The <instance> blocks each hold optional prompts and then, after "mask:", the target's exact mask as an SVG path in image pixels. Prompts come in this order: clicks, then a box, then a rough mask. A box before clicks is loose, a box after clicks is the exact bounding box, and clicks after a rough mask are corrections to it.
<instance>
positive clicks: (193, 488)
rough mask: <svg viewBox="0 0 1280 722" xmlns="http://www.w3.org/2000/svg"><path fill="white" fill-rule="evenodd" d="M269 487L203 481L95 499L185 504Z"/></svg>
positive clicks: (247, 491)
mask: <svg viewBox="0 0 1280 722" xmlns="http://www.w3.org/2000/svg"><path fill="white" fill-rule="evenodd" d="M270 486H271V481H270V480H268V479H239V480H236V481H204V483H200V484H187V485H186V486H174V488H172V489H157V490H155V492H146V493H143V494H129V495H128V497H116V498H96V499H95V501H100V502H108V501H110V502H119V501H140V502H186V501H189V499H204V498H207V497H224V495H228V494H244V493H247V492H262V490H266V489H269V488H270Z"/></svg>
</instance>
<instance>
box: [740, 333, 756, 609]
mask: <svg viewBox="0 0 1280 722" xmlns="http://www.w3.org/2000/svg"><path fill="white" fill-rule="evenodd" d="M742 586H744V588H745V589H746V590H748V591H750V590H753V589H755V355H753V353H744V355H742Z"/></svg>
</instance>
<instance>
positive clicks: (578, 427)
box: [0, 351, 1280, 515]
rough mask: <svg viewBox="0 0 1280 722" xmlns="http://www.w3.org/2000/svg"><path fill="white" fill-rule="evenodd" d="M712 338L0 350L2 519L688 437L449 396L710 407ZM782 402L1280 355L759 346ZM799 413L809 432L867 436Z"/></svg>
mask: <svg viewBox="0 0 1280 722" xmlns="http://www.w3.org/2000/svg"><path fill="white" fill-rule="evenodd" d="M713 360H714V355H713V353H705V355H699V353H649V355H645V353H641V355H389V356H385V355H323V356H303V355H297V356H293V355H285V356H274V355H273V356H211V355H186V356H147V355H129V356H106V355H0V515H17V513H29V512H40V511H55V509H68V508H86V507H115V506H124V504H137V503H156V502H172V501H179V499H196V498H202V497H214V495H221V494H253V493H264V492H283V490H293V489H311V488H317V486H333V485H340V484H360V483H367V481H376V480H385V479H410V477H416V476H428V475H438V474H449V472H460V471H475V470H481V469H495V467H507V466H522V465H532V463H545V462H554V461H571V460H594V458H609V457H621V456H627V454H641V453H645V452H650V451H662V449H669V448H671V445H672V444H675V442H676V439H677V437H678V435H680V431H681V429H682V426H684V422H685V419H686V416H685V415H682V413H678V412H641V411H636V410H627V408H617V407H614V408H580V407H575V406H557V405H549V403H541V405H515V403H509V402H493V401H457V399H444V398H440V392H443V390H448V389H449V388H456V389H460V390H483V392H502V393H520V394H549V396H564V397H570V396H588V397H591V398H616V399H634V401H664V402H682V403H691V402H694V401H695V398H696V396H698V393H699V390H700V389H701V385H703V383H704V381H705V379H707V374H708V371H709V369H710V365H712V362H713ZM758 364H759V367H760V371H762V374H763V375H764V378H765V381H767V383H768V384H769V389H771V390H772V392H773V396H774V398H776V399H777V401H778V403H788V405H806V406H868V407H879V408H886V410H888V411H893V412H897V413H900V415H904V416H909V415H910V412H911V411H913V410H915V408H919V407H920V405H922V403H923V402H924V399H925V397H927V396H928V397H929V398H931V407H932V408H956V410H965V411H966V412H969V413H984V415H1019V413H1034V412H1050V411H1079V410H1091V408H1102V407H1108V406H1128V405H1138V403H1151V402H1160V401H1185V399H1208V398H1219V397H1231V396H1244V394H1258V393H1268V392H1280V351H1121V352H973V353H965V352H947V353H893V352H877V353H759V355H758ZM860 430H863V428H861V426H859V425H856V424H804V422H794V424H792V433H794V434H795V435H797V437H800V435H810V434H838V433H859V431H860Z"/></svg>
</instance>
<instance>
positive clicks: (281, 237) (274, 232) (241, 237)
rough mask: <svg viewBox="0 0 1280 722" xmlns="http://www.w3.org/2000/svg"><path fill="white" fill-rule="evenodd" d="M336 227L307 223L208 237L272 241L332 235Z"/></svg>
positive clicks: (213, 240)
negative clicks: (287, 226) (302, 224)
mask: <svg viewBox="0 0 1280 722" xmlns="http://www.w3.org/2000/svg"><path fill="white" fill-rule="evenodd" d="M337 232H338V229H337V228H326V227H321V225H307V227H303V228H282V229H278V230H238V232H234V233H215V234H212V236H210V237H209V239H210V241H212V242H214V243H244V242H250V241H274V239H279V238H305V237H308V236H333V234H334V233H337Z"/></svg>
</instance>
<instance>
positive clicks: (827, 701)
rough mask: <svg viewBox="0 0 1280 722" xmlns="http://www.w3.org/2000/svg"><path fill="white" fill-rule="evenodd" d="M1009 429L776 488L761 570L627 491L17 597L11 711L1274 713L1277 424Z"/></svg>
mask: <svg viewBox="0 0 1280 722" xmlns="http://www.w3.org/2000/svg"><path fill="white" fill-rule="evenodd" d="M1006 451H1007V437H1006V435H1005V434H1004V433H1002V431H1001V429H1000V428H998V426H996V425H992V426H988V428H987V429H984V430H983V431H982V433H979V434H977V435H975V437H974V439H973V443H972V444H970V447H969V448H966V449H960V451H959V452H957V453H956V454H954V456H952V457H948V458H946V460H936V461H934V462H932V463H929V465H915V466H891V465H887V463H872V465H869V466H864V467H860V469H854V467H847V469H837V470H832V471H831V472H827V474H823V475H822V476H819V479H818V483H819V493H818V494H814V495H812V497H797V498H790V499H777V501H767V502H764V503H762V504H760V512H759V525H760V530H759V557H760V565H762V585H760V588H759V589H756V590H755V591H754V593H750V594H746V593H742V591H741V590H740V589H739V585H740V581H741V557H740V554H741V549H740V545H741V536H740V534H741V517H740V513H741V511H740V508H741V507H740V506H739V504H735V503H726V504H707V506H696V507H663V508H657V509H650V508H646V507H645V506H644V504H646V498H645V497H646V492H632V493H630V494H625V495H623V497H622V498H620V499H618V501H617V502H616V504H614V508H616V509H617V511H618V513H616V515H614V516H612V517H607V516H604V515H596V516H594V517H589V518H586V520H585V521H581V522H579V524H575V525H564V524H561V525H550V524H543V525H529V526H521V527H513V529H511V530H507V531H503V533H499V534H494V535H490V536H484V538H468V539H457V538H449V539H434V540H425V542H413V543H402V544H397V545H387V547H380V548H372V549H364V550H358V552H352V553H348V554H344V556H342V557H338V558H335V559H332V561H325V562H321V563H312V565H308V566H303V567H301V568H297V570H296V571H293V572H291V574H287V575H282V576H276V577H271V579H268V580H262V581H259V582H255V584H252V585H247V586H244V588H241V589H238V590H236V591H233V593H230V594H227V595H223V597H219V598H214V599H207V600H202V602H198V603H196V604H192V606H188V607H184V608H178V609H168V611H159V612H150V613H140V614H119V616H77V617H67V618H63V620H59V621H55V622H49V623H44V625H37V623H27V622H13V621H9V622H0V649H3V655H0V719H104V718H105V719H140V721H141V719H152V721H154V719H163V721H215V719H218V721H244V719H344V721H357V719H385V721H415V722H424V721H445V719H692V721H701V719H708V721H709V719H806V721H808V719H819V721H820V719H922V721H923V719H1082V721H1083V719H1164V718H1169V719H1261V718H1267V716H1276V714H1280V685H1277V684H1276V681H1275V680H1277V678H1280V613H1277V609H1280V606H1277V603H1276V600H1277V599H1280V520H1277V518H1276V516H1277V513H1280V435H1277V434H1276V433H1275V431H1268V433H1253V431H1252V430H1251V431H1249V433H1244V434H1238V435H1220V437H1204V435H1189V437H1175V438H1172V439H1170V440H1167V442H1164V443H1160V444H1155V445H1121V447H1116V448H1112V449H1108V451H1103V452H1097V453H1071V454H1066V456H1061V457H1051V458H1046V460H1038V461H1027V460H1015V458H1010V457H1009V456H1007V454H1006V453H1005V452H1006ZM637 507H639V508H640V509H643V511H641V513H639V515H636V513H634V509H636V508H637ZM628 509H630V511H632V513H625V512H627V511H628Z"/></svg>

===

▶ _Work to complete_
List every line of the rows above that contains the word "rough", copying each line in full. Case counts.

▶ _Written answer_
The <instance> blocks each hold optional prompts and then, after "mask:", the target's exact mask as an SVG path in image pixels. Prompts come in this order: clicks, then a box, then a rough mask. A box before clicks is loose, a box after clicks is the exact bounding box, and clicks after a rough mask are corrections to it.
rough mask: <svg viewBox="0 0 1280 722" xmlns="http://www.w3.org/2000/svg"><path fill="white" fill-rule="evenodd" d="M269 487L203 481L95 499L185 504Z"/></svg>
rough mask: <svg viewBox="0 0 1280 722" xmlns="http://www.w3.org/2000/svg"><path fill="white" fill-rule="evenodd" d="M712 338L0 350L2 519L688 437L449 396L710 407ZM782 402L1280 355L759 346ZM799 413L809 432L867 436Z"/></svg>
rough mask: <svg viewBox="0 0 1280 722" xmlns="http://www.w3.org/2000/svg"><path fill="white" fill-rule="evenodd" d="M336 227L307 223L208 237L272 241L332 235Z"/></svg>
rough mask: <svg viewBox="0 0 1280 722" xmlns="http://www.w3.org/2000/svg"><path fill="white" fill-rule="evenodd" d="M1009 429L776 488L761 570L627 491L17 597L11 711L1274 713L1277 424Z"/></svg>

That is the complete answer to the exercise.